**TASK DIRECTIONS:**
Render the stretch of the records from the line containing "For every instance of the dark" through the line containing "For every instance of the green firework" as a Markdown table with two columns, Row and Line. Row holds each line's sequential number and Line holds its text, with blank lines omitted.

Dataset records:
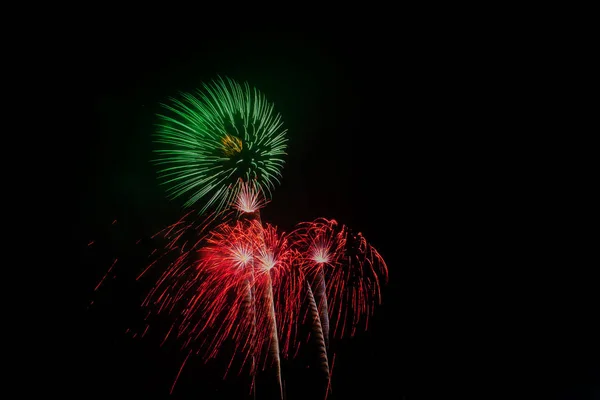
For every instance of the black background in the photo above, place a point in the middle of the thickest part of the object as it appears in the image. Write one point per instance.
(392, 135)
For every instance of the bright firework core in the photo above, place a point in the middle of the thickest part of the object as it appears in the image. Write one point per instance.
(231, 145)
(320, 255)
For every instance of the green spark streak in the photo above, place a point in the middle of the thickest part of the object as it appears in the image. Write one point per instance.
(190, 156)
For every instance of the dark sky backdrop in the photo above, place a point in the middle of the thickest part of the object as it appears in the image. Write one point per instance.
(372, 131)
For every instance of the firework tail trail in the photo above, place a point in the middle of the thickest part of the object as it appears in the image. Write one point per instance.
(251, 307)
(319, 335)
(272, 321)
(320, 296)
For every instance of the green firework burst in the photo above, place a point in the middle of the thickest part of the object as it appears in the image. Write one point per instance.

...

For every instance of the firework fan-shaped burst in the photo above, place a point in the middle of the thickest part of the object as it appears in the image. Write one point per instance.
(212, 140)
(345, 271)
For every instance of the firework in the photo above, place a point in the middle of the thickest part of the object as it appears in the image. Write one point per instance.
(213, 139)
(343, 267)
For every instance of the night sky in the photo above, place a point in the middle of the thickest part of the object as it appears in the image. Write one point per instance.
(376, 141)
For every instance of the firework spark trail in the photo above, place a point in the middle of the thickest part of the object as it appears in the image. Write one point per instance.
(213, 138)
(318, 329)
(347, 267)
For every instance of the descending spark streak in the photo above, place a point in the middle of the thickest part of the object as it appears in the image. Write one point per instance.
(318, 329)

**REPLY TO THE TASK:**
| Row | Line |
|---|---|
| 1 | For every instance of the dark sky backdrop in the photo above, place a point in the middle of the thickest part of the object as it appears in the image. Write one point per instance. |
| 2 | (372, 131) |
| 3 | For every instance of the firework tail trail in the photo above, place a point in the middle of the thickest part of the object as it appears in the image. Write one point per instance. |
| 4 | (251, 307) |
| 5 | (319, 335) |
| 6 | (272, 321) |
| 7 | (320, 296) |
| 8 | For every instance of the green firework burst in the photo above, place a point in the middle of the thickest part of the object as it appears in the image. Write one point per instance. |